(Stored data entries)
--- START ---

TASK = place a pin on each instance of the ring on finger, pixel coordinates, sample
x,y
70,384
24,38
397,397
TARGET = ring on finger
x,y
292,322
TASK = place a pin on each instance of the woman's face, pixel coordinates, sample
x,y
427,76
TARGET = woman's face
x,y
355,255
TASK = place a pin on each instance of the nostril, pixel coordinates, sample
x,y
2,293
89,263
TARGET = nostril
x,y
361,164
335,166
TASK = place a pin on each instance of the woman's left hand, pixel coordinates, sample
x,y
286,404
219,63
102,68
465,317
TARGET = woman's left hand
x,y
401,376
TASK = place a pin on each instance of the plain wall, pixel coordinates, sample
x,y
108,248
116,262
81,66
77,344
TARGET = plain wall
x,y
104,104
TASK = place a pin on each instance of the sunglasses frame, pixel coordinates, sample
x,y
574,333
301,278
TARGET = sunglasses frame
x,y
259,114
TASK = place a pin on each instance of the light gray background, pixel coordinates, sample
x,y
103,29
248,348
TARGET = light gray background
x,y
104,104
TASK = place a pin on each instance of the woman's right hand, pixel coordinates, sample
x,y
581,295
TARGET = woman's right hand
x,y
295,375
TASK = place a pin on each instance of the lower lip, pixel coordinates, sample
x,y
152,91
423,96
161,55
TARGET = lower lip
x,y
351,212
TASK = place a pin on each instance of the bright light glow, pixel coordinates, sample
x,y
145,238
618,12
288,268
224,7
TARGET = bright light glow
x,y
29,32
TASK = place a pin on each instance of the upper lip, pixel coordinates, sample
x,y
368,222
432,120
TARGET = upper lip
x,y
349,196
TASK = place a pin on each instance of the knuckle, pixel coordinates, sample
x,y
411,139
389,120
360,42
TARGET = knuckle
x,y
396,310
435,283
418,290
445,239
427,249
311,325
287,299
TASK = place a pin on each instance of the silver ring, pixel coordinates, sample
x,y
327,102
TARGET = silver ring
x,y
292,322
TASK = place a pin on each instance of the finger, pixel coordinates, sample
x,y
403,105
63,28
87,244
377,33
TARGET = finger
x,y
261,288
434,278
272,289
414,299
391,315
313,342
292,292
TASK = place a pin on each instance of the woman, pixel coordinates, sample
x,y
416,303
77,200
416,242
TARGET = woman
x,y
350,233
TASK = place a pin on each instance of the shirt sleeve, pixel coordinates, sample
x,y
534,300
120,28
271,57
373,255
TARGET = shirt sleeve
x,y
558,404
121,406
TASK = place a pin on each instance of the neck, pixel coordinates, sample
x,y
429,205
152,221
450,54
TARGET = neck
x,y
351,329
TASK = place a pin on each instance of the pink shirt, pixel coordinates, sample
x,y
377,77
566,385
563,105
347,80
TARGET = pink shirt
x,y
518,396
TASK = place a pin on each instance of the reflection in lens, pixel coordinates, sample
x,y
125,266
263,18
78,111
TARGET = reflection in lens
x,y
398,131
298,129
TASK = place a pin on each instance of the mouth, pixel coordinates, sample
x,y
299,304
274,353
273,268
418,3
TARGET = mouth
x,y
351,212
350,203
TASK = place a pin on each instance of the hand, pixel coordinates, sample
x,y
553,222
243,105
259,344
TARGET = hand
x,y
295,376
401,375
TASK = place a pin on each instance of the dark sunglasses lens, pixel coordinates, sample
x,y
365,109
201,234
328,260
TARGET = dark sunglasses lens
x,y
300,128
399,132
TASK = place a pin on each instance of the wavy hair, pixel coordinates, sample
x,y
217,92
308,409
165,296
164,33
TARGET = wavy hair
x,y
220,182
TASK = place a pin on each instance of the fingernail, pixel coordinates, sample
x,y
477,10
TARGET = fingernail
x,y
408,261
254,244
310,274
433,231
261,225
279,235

--- END ---

Problem to work on:
Print every one of the records above again, unchanged and line for line.

Reply:
TASK = place a pin on each instance of the ring on finger, pixel coordinates, sample
x,y
70,384
24,38
397,397
TARGET = ring on finger
x,y
292,322
TASK = place a pin on each instance of the woman's face, pixel coordinates, sample
x,y
427,76
TARGET = woman's face
x,y
355,255
TASK = place a pin on each instance of the nostril, pixel coordinates, sample
x,y
2,293
89,263
TARGET = nostril
x,y
361,164
335,166
TASK = place a pin on each instance of the woman's left hand, pixel coordinates, sample
x,y
286,404
219,63
102,68
465,317
TARGET = woman's left hand
x,y
401,376
TASK = place a pin on each instance of the plain wall, pixel coordinates, sample
x,y
108,248
116,262
81,66
77,344
TARGET = plain wall
x,y
104,104
TASK = place a pin on each instance of the sunglasses frame, pixel coordinates, sample
x,y
574,333
301,278
TARGET = sunglasses frame
x,y
259,114
TASK = place a pin on each instance of the light gray background, pixel coordinates, sample
x,y
103,29
248,348
TARGET = light gray background
x,y
104,104
TASK = place a pin on each instance of the woman's right hand, pixel coordinates, sample
x,y
581,295
TARGET = woman's right hand
x,y
295,375
TASK = place a pin on each instance of the lower lip, pixel coordinates, sample
x,y
152,91
423,96
161,55
TARGET = lower lip
x,y
351,212
TASK = place a pin on each instance of the bright light glow, pixel coordinates, sample
x,y
145,238
618,12
288,268
224,7
TARGET = bright light glow
x,y
29,32
TASK = place a pin on each instance of the upper lip, pixel coordinates, sample
x,y
368,222
432,120
TARGET = upper lip
x,y
349,196
TASK = place a pin on each instance of the knuckle, pixel coordinates, sample
x,y
411,139
389,120
360,42
TARGET = knuckle
x,y
396,310
435,283
418,290
445,239
427,249
311,325
287,299
TASK = place a pin on each instance of the silver ring, pixel coordinates, sample
x,y
327,102
TARGET = silver ring
x,y
292,322
TASK = place a pin on each instance of the finger, pixel coordinates, sample
x,y
403,105
63,28
87,244
377,33
TARGET = finger
x,y
261,288
434,278
272,289
414,299
391,315
313,342
292,292
TASK = place a pin on each instance of the woman, pixel coordinates, sample
x,y
416,303
77,200
416,242
TARGET = woman
x,y
350,233
TASK = place a pin on each instance of the shirt sleeve, pixel coordinates, sample
x,y
534,300
120,28
271,57
373,255
TARGET = shirt sleeve
x,y
558,404
121,406
TASK = place a pin on each instance of the neck, pixel coordinates, sample
x,y
429,205
152,221
450,54
TARGET = neck
x,y
351,329
TASK = place a pin on each instance of the pink shirt, pixel coordinates, sample
x,y
377,77
566,385
563,105
347,80
TARGET = pink shirt
x,y
518,396
TASK = place a pin on each instance of the reflection in lens, pixel coordinates, sample
x,y
125,266
263,18
78,111
TARGET = reflection in lens
x,y
398,131
298,129
TASK = place a pin on each instance of the mouth, pixel coordinates, sample
x,y
299,304
274,353
273,268
418,3
TARGET = mouth
x,y
351,212
350,203
TASK = place a pin on each instance of the hand, pixel coordinates, sample
x,y
553,222
243,105
259,344
TARGET = hand
x,y
295,376
401,375
TASK = place a pin on each instance of the dark sunglasses lens, pixel coordinates, sample
x,y
365,109
201,234
328,260
TARGET = dark sunglasses lens
x,y
300,128
399,132
TASK = place a pin on each instance of the wavy hair, pixel coordinates, sample
x,y
217,92
308,409
165,296
164,33
TARGET = wavy hair
x,y
220,182
TASK = place a pin on each instance of the fingernail, pixel coordinates, sample
x,y
477,10
TARGET = fingernail
x,y
408,261
254,244
310,274
433,231
261,225
279,235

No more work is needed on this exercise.